*SELECTED TEXT*:
The unconventional tight gas resources have been the main contributor to the gas industry’s gradual depletion of conventional gas reservoirs in many countries [1]. The tight formations are with low porosity and low permeability and productivity, so hydraulic fracturing treatments are often used to stimulate the tight gas well [2,3]. An important target in gas reservoir engineering is to obtain ideal development results by optimizing the development strategies and hydraulic fracturing designs. Therefore, having a better understanding of the formation properties and fracturing treatment efficiency is crucial for this purpose [4,5].
Rate transient analysis (RTA) is an efficient method to perform formation and hydraulic fracturing evaluations in gas reservoir engineering, which is based on inversing the formation properties by analyzing the dynamic production data obtained from the wellbore [6,7]. Compared to core, well-logging, and seismic data interpretation results, the formation properties obtained with RTA are regarded to better represent the average formation properties. However, the RTA of fractured tight gas wells is also with significant uncertainties, which can result in misleading formation evaluation results [8]. There are several factors influencing the production of a fractured tight gas well, including the formation properties, the fracture properties, and the nonlinear gas–water two-phase flow mechanisms [9,10,11,12], so the values of many parameters should be considered to make production predictions. However, many parameters cannot be obtained directly with present technologies, especially for regions far away from the wellbore. History matching is need in RTA to inverse the unknown parameters, and multi-solution problems will occur when there are many unknown parameters in the model.

*WRITTEN TASKS*:
[a] Reproduce the passage on tight gas wells word for word, starting with "The unconventional tight" and going on through "this purpose [4,5].".
[b] In the passage on tight gas wells, what treatments are often used to stimulate a tight gas well?
The lines below come from a separate source.

*SUPPLIED MATERIAL*:
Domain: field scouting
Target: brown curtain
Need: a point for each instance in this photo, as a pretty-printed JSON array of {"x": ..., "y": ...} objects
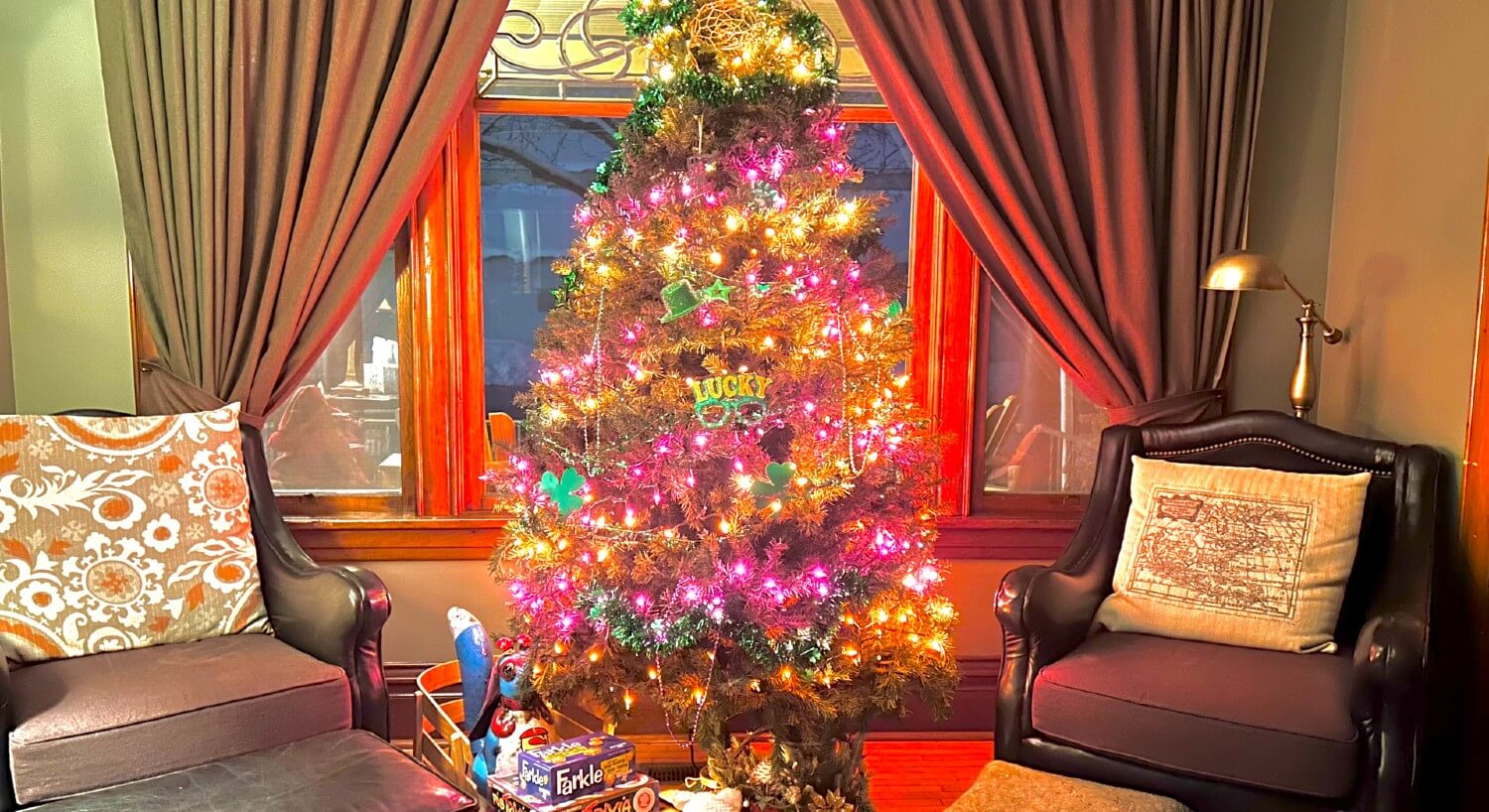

*ANSWERS GIVEN*:
[a]
The unconventional tight gas resources have been the main contributor to the gas industry’s gradual depletion of conventional gas reservoirs in many countries [1]. The tight formations are with low porosity and low permeability and productivity, so hydraulic fracturing treatments are often used to stimulate the tight gas well [2,3]. An important target in gas reservoir engineering is to obtain ideal development results by optimizing the development strategies and hydraulic fracturing designs. Therefore, having a better understanding of the formation properties and fracturing treatment efficiency is crucial for this purpose [4,5].

[b] Hydraulic fracturing treatments.